Task instructions →
From the write-up on the code generation project, reproduce word for word the stretch that opens with the words containing "The goal of" and closes with "Vs. Snippets (Python)).".

___ Text segment ___

End_to_End_Code_Generation

The goal of this projects is to be able to generate code snippets in Python from natural language decriptions following an End-to-End approach (parallel text corpora: intentions (NL) Vs. Snippets (Python)).

Dataset

https://conala-corpus.github.io/

Code/Natural Language Challenge, a joint project of the Carnegie Mellon University NeuLab and STRUDEL Lab! This challenge was designed to test systems for generating program snippets from natural language. For example, if the input is:

sort list x in reverse order

Then the system would be required to output

x.sort(reverse=True)

The data is available in conala-train.json and conala-test.json. Split into 2,379 training and 500 test examples. The json file format is shown as follows:

Requirements

Tensorflow - Keras

Description

Adaptation of Neural Network for Machine Translation. I am considering sequences of words and not of single characters. An encoder which maps the source-text to a "thought vector" that summarizes the text's contents, which is then input to the second part of the neural network that decodes the "thought vector" to the destination-text.

___ Collected data ___

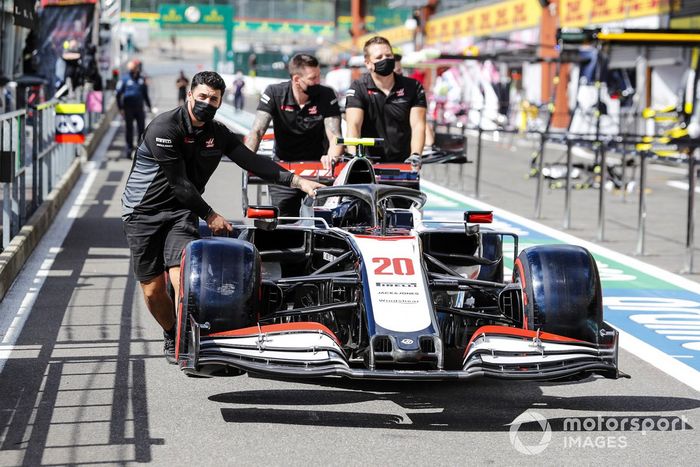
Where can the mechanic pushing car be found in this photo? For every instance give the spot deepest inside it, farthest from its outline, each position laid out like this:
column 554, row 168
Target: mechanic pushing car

___

Result for this task →
The goal of this projects is to be able to generate code snippets in Python from natural language decriptions following an End-to-End approach (parallel text corpora: intentions (NL) Vs. Snippets (Python)).